Exercise objective:
Your task is to write out the lines from the line containing "Provide the pixel coordinates of one point on the traffic" through the last line of the material, exactly.

Records from a point labeling set:
==================================================
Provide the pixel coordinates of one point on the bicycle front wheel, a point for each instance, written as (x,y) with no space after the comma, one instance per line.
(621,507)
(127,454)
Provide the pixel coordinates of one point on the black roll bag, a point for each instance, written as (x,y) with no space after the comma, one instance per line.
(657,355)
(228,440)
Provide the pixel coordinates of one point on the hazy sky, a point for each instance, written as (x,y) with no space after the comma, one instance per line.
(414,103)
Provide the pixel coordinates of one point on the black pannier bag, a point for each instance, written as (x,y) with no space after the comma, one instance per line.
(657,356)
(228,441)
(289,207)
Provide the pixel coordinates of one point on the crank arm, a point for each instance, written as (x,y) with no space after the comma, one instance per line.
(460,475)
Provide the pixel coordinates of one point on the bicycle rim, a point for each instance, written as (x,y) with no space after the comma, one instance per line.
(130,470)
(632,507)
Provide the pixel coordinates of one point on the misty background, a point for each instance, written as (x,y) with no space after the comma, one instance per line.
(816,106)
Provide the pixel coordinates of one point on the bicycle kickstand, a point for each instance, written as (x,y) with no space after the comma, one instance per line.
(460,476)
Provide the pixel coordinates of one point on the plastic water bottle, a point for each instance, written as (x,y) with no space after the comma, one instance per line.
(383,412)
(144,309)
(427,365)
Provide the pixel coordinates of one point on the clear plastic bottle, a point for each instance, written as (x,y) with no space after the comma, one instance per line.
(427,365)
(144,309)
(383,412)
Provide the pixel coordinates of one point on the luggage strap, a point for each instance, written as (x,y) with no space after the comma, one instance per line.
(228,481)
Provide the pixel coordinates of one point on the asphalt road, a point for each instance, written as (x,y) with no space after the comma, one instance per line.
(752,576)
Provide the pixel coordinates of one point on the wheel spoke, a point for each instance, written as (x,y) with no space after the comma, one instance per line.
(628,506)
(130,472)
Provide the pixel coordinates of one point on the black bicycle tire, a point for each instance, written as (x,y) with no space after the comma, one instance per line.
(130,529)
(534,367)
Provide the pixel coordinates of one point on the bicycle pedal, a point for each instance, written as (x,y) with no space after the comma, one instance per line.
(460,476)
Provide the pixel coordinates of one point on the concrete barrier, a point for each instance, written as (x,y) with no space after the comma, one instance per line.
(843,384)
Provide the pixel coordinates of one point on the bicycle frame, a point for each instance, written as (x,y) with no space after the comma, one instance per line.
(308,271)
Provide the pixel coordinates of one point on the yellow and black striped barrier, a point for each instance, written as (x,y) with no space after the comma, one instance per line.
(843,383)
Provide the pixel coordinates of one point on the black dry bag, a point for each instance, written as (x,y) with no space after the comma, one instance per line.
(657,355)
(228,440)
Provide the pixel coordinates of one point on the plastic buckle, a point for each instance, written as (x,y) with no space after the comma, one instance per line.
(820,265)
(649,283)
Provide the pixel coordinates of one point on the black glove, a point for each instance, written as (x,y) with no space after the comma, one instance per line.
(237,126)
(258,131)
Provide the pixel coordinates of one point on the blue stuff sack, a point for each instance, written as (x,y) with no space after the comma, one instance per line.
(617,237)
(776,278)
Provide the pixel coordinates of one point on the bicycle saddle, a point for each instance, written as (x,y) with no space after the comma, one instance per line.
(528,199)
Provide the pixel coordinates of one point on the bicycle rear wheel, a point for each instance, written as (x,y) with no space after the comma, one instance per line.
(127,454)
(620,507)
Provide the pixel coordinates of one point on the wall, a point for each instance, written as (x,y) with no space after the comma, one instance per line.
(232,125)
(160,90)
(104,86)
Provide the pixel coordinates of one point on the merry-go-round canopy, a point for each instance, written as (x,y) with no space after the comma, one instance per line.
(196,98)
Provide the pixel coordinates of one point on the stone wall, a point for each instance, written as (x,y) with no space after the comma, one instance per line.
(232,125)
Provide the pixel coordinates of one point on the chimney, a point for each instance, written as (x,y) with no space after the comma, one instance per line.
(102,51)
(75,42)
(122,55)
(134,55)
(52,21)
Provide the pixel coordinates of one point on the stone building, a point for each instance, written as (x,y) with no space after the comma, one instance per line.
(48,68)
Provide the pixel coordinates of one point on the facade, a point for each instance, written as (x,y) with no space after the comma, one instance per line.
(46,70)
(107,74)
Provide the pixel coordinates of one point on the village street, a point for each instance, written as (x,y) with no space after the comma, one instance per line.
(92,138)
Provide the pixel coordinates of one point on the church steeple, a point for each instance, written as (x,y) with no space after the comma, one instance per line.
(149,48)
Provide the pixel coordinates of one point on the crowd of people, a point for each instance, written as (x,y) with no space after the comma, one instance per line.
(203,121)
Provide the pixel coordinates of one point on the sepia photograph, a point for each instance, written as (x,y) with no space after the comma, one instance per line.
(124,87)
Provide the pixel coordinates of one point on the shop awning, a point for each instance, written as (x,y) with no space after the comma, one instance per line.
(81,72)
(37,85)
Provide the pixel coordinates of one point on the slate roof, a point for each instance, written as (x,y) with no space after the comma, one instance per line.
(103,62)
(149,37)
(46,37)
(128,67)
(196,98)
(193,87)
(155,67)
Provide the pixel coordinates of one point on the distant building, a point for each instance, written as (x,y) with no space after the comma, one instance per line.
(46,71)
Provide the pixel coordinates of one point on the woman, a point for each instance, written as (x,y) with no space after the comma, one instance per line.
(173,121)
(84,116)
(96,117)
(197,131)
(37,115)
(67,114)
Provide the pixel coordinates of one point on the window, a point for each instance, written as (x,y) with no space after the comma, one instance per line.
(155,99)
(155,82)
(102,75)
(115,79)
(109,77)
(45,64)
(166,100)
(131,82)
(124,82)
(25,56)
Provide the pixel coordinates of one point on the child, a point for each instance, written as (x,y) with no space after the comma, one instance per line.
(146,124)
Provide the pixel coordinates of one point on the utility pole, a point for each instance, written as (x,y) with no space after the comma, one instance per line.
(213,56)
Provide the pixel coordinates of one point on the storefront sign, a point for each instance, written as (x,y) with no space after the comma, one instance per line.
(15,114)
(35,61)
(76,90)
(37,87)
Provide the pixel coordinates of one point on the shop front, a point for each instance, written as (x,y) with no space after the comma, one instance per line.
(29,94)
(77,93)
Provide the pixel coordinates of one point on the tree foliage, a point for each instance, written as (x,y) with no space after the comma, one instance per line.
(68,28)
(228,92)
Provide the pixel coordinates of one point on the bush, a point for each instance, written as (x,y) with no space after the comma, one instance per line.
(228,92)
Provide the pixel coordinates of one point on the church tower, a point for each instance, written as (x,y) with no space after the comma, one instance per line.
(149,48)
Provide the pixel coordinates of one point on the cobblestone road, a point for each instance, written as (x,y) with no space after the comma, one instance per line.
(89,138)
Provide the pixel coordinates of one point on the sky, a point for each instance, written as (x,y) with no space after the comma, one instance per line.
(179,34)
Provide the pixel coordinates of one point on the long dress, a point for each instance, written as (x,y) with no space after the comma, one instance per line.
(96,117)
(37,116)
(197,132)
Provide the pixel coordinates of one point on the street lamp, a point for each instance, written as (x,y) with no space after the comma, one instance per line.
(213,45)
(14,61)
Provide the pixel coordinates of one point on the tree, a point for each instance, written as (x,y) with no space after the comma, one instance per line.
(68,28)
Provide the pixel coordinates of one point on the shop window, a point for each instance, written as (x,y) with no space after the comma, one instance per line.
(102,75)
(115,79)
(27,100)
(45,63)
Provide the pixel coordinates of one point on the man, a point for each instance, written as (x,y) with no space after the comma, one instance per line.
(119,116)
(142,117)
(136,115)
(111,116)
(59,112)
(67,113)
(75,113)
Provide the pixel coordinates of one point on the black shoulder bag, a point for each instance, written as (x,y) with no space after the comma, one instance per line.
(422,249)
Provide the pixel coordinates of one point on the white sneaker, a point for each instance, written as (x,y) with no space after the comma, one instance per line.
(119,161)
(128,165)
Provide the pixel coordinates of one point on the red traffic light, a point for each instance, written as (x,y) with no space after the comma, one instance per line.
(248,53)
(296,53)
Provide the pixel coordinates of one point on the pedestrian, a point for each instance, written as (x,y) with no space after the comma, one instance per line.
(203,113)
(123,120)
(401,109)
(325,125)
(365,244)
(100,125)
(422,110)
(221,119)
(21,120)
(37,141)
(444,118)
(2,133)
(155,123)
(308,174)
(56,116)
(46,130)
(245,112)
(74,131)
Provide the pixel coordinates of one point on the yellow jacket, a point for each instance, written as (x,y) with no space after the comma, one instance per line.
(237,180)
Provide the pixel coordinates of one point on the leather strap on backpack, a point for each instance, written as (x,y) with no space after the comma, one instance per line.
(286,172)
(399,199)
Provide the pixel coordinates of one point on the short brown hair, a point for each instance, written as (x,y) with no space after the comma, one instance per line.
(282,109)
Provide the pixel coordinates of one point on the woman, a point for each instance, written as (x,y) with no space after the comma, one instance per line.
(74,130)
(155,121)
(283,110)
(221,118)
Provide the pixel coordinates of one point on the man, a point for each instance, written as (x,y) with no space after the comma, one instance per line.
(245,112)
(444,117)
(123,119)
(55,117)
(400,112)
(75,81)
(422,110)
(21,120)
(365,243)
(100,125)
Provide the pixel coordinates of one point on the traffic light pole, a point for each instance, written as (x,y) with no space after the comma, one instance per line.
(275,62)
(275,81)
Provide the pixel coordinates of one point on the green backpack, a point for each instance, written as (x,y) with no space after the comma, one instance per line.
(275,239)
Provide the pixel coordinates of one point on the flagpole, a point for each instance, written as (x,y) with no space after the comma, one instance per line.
==================================================
Result:
Provide the pixel coordinates of one point on the traffic light pole, a point for each instance, written as (x,y) with no space after the comma, one instance per line.
(275,62)
(275,81)
Provide the pixel coordinates of one point on the green backpack, a point for each instance, written as (x,y) with no space after the comma, one instance per line.
(275,239)
Provide the pixel coordinates of one point on the flagpole, a point for each instance, written as (x,y) with no space after the comma, one instance per line.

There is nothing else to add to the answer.